> **Text provided**

+---+

The vistas Villeneuve presents are stunning to say the least. Greig Fraser’s cinematography grants everything a lived-in, washed-out aesthetic that manages to unify the different worlds depicted into something of a believable whole, and that’s without mentioning the gorgeously unique production design running the full gamut of clothing, makeup, set dressing and the design of spacecrafts that feel at once rustic and functional yet distinct. The aural and sensory stimulus is bombastic and loud. Villeneuve certainly grants everything a sense of enormous visual scale when it comes to landscapes, of tiny vessels exiting the centre of a spacecraft in orbit, only for these tiny crafts to measure to entire city blocks on the planet surface. That being said, it does feel weirdly underpopulated at points even given the size of the speaking cast.

Hans Zimmer’s score is expectedly grandiose; a rapturous blend of assorted sounds and instruments to account for the themes of different houses and overtures, from pounding drums and choral swells to throat singing and bagpipes.

Frank Herbert’s epic of science-fiction literature (pictured above in its 2015 50th Anniversary Edition) has proven a challenging adaptation to bring to the screen in the past.

When it comes to the storytelling itself, Villeneuve’s sense of pacing certainly helps the film to sprawl and extend itself in order to settle us into its world and conflicts before things start going bang. Jon Spaihts and Eric Roth’s screenplay strikes the right tonal balance between mythologic portent, accessible summer blockbuster and high fantasy fare. There are very few compromises in the faithfulness of events from the text, though it does occasionally stumble to the repetition of already established information and expositional dialogue that feel slightly unnatural under the circumstances.

+---+

> **Data for review**

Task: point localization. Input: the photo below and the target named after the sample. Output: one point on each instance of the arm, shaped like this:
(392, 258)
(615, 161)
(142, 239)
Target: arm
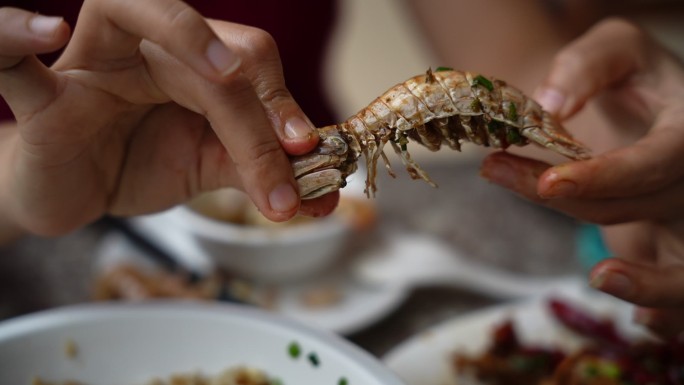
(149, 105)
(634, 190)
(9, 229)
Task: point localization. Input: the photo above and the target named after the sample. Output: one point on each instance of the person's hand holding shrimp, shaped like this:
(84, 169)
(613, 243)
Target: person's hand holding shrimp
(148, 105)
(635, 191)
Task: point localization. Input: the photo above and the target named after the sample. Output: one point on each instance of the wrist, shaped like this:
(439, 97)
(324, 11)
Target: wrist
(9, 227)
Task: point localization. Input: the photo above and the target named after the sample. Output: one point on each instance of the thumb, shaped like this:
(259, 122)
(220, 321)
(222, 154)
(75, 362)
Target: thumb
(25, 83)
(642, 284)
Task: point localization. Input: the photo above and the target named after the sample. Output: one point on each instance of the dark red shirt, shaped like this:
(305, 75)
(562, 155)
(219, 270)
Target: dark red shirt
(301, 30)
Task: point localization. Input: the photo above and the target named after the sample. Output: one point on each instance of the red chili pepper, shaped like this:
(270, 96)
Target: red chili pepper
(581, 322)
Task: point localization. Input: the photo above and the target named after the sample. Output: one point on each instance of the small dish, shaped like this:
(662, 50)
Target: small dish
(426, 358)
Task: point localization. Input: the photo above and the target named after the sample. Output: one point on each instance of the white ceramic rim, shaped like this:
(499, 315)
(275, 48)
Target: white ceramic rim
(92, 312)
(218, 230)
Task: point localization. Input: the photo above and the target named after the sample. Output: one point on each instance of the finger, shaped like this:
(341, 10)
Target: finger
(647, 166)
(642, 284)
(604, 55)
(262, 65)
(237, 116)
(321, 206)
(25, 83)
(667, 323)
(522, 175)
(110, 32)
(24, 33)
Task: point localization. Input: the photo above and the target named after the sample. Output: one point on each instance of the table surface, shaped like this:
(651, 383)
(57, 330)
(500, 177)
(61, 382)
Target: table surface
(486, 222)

+---+

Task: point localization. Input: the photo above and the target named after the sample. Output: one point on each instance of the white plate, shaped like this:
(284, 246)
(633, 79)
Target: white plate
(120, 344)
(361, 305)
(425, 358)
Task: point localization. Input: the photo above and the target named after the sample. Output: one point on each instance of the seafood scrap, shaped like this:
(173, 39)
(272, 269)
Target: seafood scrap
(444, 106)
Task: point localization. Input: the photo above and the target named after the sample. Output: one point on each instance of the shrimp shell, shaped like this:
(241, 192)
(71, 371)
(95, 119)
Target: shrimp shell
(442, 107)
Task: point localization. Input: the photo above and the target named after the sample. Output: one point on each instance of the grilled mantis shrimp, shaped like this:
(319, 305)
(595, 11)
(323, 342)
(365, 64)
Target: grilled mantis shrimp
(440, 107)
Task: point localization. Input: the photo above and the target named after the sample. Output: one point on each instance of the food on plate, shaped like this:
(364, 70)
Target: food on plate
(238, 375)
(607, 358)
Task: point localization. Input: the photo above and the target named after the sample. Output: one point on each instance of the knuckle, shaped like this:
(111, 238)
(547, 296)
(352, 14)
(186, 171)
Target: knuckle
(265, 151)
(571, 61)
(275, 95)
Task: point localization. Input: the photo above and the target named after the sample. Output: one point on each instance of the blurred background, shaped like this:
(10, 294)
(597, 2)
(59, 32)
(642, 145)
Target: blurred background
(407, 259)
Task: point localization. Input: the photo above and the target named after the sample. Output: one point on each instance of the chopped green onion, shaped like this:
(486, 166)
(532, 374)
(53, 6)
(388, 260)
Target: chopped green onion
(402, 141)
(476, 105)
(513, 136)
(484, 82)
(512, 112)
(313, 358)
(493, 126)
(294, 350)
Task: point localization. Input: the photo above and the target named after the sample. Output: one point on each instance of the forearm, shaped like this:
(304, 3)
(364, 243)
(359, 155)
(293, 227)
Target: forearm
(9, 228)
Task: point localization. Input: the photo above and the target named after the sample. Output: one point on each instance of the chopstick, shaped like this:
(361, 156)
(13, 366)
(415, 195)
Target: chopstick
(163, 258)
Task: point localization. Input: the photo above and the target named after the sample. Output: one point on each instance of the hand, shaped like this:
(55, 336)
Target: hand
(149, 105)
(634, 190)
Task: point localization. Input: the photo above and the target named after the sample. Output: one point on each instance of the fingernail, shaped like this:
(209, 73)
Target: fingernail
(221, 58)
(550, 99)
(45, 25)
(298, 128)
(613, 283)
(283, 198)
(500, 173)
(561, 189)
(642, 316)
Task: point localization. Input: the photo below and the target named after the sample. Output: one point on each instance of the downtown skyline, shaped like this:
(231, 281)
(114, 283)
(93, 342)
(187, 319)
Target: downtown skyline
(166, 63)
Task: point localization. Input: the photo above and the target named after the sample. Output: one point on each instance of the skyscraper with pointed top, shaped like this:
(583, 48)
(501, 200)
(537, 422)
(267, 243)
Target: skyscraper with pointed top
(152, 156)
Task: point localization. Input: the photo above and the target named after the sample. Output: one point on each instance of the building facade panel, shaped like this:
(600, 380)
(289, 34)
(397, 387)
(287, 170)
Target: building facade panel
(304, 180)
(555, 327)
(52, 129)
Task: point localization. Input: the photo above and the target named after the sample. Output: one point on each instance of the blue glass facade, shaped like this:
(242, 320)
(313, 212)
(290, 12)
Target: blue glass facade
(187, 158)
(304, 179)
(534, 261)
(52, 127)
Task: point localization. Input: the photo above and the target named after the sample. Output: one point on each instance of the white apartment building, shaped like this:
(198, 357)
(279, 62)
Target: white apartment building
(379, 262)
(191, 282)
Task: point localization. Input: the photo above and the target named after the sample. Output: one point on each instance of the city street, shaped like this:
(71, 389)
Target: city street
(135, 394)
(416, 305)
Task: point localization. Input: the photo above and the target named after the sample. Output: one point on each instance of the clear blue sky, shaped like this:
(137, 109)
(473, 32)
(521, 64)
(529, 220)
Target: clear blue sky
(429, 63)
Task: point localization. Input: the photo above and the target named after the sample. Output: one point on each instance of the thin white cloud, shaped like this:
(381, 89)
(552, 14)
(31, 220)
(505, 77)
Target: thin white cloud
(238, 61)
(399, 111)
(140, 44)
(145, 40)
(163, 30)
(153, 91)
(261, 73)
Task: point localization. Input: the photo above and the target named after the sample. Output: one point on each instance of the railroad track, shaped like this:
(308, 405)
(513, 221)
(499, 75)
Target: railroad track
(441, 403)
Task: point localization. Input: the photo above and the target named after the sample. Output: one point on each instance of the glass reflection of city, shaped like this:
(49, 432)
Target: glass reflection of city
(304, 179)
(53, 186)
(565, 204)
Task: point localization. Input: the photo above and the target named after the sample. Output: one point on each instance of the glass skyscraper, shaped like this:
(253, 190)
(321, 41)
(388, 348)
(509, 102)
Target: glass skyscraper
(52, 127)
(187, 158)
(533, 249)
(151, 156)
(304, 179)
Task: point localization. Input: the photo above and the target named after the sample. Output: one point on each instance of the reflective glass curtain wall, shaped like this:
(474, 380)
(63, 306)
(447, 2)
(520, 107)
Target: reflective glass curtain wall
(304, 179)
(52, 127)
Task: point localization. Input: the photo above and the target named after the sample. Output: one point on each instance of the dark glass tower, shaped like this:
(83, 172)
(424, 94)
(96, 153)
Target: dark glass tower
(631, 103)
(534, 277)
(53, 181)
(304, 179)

+---+

> **Work task A**
For each statement below, say whether it agrees with the review above. Answer yes or no and quote the deciding words. (i) The film feels underpopulated at points. (ii) Greig Fraser wrote the screenplay. (iii) The score includes bagpipes.
> **Work task B**
Answer these questions from the review above.
(i) Who wrote the score?
(ii) Which edition of Frank Herbert’s book is pictured?
(iii) Between which three things does the screenplay strike a tonal balance?
> **Work task C**
Please duplicate the part of the review above that lies between "Frank Herbert’s epic" and "under the circumstances.", inclusive.

> **Answer space A**
(i) Yes: "it does feel weirdly underpopulated at points even given the size of the speaking cast."
(ii) No: "Greig Fraser’s cinematography" and "Jon Spaihts and Eric Roth’s screenplay"
(iii) Yes: "from pounding drums and choral swells to throat singing and bagpipes."

> **Answer space B**
(i) Hans Zimmer
(ii) The 2015 50th Anniversary Edition
(iii) Mythologic portent, accessible summer blockbuster and high fantasy fare

> **Answer space C**
Frank Herbert’s epic of science-fiction literature (pictured above in its 2015 50th Anniversary Edition) has proven a challenging adaptation to bring to the screen in the past.

When it comes to the storytelling itself, Villeneuve’s sense of pacing certainly helps the film to sprawl and extend itself in order to settle us into its world and conflicts before things start going bang. Jon Spaihts and Eric Roth’s screenplay strikes the right tonal balance between mythologic portent, accessible summer blockbuster and high fantasy fare. There are very few compromises in the faithfulness of events from the text, though it does occasionally stumble to the repetition of already established information and expositional dialogue that feel slightly unnatural under the circumstances.